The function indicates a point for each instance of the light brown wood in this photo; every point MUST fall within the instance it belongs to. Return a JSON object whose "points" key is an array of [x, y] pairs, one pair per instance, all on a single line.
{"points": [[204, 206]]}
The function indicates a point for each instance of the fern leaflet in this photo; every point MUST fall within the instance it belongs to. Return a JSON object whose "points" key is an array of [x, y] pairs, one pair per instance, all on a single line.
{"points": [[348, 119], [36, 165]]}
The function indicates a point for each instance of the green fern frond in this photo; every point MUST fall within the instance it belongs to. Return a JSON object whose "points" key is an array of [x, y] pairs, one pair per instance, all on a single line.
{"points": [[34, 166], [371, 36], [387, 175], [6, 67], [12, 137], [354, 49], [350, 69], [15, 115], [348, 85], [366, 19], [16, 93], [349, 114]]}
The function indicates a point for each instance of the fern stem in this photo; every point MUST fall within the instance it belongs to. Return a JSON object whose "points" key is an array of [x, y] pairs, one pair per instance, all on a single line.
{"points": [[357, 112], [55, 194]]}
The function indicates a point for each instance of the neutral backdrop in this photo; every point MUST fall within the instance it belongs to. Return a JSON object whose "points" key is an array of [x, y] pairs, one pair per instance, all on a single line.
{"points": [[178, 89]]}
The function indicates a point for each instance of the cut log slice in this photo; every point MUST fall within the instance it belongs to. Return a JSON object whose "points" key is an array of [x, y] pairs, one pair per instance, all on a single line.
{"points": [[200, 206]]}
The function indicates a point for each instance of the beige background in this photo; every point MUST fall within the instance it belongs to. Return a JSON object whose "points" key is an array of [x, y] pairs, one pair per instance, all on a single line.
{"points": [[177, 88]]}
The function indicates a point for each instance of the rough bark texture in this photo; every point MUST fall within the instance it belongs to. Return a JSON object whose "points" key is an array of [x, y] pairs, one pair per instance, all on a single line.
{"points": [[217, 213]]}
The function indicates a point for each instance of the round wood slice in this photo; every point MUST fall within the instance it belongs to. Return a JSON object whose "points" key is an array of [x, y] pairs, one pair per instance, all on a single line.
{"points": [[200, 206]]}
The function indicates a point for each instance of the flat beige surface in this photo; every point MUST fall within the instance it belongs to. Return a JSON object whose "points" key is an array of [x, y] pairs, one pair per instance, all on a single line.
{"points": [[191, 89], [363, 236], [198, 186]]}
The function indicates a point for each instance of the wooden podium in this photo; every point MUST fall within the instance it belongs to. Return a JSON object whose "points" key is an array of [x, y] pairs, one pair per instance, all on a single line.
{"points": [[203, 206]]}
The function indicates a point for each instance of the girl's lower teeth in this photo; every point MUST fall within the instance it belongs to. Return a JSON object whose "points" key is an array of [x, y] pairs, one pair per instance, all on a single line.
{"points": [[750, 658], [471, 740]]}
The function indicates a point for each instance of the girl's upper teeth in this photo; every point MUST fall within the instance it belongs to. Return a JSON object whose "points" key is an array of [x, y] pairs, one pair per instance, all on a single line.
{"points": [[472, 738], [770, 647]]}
::::::::
__What is expected__. Exact reproduction of all the material is needed.

__Answer to the problem__.
The function indicates a point for each instance of the light brown wood in this photo; every point MUST fall within the instance it belongs to. Return a JSON object whose "points" key is an array of [x, y] pairs, one pair per instance, all on a single line.
{"points": [[204, 206]]}
The function indicates a point for each instance of the fern leaflet in this photo; every point MUST fall within the instance it belongs to. Return a JSON object whose "points" key is an array of [x, y] pairs, one pair per instance, all on a single line.
{"points": [[348, 119], [36, 165]]}
The function indicates a point for each instance of the green fern frond in this photo; every point MUST fall within the instance it belongs to. Return a JSON object whose "points" key is an array of [x, y] pairs, one pair per instance, all on a single line.
{"points": [[34, 166], [371, 36], [387, 175], [6, 67], [12, 137], [354, 49], [350, 69], [15, 115], [348, 85], [366, 19], [16, 93], [349, 114]]}
The function indicates a point for each instance of the fern stem in this photo; every point MUST fall within the instance it belongs to. Return a JSON object whose "points" key is an array of [x, y] pairs, one pair per instance, all on a single line.
{"points": [[357, 112], [55, 194]]}
The function indicates a point for each instance of the neutral backdrop in this photo; every point MUST fall within the instance it belongs to. Return a JSON object whose "points" key is an array of [x, y] pairs, one pair per instance, all on a single line.
{"points": [[178, 89]]}
The function indicates a point for each instance of the cut log slice in this photo; every point MUST fall within the instance it belongs to. Return a JSON object whose "points" key is an array of [x, y] pairs, one pair per instance, all on a single line.
{"points": [[200, 206]]}
The function indicates a point for each instance of the beige background in this photo; every point MUST fall within the instance it belongs to. Return a JSON object whose "points" key is an array of [x, y] pairs, one pair per instance, all on a single line.
{"points": [[177, 88]]}
The function indicates a point for each instance of the rough bark texture in this photo; every point MUST fall within the instance it belongs to. Return a JSON object whose "points" key is an array of [x, y] pairs, one pair per instance, all on a single line.
{"points": [[217, 213]]}
The function indicates a point for each instance of the round wood slice in this photo; every point MUST fall within the instance it belongs to. Return a JSON object whose "points" key is an array of [x, y] pairs, one pair per instance, all on a single line.
{"points": [[200, 206]]}
The function indicates a point for each instance of the flat beige surface in this photo; every point MUST fall within the instance it belongs to. Return a JSON object whose "points" key is an array of [x, y] pairs, one pair per instance, all on a single line.
{"points": [[191, 89], [363, 236], [198, 186]]}
The function indicates a point for each instance of the wooden podium in this photo; every point MUST fall within the instance it belongs to. Return a JSON object whose "points" key is an array of [x, y] pairs, one pair per instance, all on a single line.
{"points": [[203, 206]]}
The function indicates a point for each instance of the girl's lower teeth in this photo; every point MUST fall within the instance it belongs to. Return a JSON object whose "points" key is an array of [x, y] pairs, one pair per instance, all on a single line.
{"points": [[750, 658], [471, 740]]}
The function indicates a point for each instance of the girl's upper teeth in this photo; every point MUST fall within the instance it belongs to. Return a JSON object whose "points" key is an array of [x, y] pairs, one pair per instance, all on a single line.
{"points": [[472, 738], [770, 647]]}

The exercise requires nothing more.